Assignment - In the news article below about the Jackson State University chemistry professor, which award did President Barack Obama present to Jerzy Leszczynski at the White House?

Document text -
(JACKSON, Miss.) – Most people go through their entire life never meeting a head of state, but Jackson State University chemistry professor Jerzy Leszczynski will soon be able to boast that he’s met two world leaders: U.S. President Barack Obama and Polish President Bronislaw Komorowski.
Leszczynski, who leads the Interdisciplinary Center for Nanotoxicity at JSU, was honored by Obama at the White House last year with the coveted Presidential Award for Excellence in Science, Mathematics and Engineering Mentoring. Now the chemistry professor has received an invitation to visit the Polish presidential palace to receive the title “professor.”
“In some European countries, they have the title of professor, which is the highest title you can get,” said Leszczynski, a native of Poland who earned his Ph.D. in chemistry in 1975. “The title stays with you for your whole life.”
Leszczynski’s colleagues in Poland nominated him for his native country’s highest academic honor more than two years ago. After many levels of review, he was chosen to receive the highly selective honor. Less than 400 people (including three to five researchers working outside Poland) a year achieve the status of professor in Poland, which has a population close to 39 million.
“I’m very happy because I left Poland about 25 years ago, but I have a strong Polish connection,” said Leszczynski, who in 2007 received the prestigious Marie Curie medal from the Polish Chemical Society. “It’s very nice to hear that the Polish government recognizes my achievements in the United States.”
The invitation from the Polish president came on the same day that Leszczynski received notice that his second paper within five months will be published in one of the world’s most prestigious scientific publications, the journal Nature Nanotechnology. According to the Journal Citation Report Science Edition, Nature is the most highly cited interdisciplinary science journal in the world.
“Nature not only publishes the best research in the world but research that is of general interest,” Leszczynski said. “It’s basically as high as you can go.”
Leszczynski’s newest paper examines nanomaterials, which have become a driving force in science and technology. The JSU professor’s work looks at the effects of these tiny particles – which are so small they can be absorbed by organisms – have on the environment and human beings. His research team includes chemists, biologists, civil engineers and environmental scientists who work from labs in the United States, Poland and Italy. The team has developed a theoretical method to predict the toxicity of new, unknown nanomaterials – before they are produced. This method could avert the use of such chemicals as the pesticide DDT, which was used widely in the 1940s and 1950s before being discovered to be harmful to people and the environment.
Leszczynski said he appreciates the strong support he gets from Jackson State University.
“I’m getting support at each level, from the chemistry department chair up to the vice president for research and federal relations Dr. Felix Okojie,” Leszczynski said. “Whenever we need any help, we give Dr. Okojie a call and our problems are solved.”

Listed records -
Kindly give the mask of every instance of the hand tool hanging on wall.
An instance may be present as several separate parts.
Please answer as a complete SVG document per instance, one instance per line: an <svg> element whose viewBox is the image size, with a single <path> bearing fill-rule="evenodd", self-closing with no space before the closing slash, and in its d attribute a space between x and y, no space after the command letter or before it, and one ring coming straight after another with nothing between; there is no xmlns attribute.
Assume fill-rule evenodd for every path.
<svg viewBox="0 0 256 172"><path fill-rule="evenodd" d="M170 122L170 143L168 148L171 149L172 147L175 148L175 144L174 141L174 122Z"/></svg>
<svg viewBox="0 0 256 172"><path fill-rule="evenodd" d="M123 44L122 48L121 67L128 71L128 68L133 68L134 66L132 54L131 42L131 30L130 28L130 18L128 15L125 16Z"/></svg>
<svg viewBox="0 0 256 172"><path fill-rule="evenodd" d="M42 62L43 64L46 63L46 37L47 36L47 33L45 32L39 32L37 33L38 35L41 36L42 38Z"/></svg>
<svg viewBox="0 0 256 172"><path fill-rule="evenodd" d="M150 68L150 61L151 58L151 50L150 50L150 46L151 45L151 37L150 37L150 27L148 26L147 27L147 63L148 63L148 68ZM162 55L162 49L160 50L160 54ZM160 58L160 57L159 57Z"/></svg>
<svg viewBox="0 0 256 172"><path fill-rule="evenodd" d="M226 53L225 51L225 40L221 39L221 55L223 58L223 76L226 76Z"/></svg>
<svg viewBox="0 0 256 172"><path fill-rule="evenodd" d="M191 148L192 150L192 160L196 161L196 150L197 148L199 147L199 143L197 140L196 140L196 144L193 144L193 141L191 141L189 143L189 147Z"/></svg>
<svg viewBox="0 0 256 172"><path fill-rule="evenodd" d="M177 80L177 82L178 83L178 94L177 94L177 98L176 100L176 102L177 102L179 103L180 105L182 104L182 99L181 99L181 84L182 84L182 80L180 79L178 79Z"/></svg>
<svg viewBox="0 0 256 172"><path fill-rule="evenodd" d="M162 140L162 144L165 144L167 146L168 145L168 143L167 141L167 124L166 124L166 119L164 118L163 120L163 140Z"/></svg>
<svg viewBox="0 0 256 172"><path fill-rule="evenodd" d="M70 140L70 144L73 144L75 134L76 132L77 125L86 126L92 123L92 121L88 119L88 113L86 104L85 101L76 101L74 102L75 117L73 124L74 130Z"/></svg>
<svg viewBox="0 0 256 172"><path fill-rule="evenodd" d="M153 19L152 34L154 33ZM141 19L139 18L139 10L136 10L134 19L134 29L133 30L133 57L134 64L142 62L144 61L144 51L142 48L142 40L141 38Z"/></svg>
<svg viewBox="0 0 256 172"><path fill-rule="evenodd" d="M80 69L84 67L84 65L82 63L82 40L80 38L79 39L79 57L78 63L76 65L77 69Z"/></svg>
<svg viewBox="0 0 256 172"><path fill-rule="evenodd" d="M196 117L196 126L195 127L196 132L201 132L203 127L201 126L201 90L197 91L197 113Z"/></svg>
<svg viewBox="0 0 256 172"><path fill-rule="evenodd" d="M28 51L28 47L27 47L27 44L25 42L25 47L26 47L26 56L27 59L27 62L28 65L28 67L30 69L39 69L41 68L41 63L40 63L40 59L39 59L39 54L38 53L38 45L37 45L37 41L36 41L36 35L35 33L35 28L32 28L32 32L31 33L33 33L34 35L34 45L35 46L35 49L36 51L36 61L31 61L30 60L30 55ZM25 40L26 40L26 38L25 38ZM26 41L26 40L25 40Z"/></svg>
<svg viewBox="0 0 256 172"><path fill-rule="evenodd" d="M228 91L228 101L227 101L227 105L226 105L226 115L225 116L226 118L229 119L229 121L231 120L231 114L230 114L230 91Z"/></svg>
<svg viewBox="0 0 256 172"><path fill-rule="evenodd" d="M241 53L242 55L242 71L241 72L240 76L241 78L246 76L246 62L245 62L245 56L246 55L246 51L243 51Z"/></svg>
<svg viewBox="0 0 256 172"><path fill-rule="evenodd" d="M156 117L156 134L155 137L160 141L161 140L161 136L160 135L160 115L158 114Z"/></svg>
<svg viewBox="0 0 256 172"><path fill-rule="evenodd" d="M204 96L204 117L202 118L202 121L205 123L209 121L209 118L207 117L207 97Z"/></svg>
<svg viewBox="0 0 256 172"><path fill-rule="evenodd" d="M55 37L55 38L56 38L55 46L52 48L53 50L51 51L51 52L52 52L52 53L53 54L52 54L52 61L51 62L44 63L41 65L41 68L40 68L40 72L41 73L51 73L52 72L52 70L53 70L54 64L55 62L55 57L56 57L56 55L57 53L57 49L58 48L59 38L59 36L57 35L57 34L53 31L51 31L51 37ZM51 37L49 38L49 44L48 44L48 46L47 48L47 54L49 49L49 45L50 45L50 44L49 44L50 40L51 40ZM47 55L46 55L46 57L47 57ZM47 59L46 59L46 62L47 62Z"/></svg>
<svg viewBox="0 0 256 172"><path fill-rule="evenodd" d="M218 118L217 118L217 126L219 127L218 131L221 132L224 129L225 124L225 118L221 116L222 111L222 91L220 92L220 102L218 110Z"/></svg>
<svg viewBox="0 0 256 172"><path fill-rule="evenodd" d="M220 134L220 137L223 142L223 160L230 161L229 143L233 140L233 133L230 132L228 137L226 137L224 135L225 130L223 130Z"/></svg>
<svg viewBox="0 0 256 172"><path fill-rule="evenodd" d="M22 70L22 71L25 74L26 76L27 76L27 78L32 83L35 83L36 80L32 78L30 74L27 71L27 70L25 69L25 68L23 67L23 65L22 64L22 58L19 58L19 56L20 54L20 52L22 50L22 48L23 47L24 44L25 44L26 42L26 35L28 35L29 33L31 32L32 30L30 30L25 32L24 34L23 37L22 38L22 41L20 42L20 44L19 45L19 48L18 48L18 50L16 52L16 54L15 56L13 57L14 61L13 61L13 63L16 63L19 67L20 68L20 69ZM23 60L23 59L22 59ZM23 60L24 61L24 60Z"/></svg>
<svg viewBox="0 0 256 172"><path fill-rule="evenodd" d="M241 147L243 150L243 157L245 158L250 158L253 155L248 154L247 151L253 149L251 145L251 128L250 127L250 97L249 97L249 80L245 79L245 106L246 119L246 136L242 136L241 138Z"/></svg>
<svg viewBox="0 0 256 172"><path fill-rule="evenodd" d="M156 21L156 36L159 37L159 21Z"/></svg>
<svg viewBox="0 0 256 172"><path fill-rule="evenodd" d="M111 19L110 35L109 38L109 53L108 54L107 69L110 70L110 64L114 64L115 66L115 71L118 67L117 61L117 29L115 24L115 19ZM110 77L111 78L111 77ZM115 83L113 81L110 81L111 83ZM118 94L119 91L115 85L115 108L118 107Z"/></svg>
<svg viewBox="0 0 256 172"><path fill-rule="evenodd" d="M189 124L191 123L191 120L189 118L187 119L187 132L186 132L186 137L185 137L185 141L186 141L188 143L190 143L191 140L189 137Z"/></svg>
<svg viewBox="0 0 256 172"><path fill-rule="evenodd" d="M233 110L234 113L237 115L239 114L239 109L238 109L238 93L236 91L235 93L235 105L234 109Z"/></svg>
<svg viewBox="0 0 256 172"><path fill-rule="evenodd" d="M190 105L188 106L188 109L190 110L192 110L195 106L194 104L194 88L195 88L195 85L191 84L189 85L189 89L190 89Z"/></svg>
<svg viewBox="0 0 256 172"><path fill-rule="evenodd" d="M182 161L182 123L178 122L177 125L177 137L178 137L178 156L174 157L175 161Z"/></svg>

Output for this task - The Presidential Award for Excellence in Science, Mathematics and Engineering Mentoring.